* [Stated problem]
Retype the records below exactly as they appear.
<<<<
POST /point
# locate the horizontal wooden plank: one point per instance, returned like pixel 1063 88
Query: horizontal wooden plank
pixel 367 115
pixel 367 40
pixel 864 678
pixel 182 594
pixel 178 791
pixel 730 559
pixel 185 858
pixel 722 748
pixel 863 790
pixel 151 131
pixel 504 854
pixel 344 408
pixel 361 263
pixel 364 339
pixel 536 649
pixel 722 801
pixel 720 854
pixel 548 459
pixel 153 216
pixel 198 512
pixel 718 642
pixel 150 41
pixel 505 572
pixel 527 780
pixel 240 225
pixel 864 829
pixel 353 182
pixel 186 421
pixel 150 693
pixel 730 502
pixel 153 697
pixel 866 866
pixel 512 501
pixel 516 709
>>>>
* [Response]
POST /point
# locate the horizontal wooden plank: one point per instance, returned like pixel 1063 88
Query: horizontal wooden plank
pixel 367 115
pixel 367 40
pixel 864 678
pixel 182 594
pixel 178 791
pixel 730 559
pixel 185 858
pixel 722 748
pixel 863 790
pixel 151 131
pixel 504 854
pixel 344 408
pixel 361 263
pixel 364 339
pixel 536 649
pixel 722 801
pixel 720 854
pixel 548 459
pixel 153 216
pixel 198 512
pixel 718 642
pixel 150 41
pixel 505 572
pixel 527 780
pixel 240 225
pixel 864 829
pixel 353 182
pixel 186 421
pixel 150 693
pixel 730 502
pixel 153 697
pixel 866 866
pixel 512 501
pixel 516 709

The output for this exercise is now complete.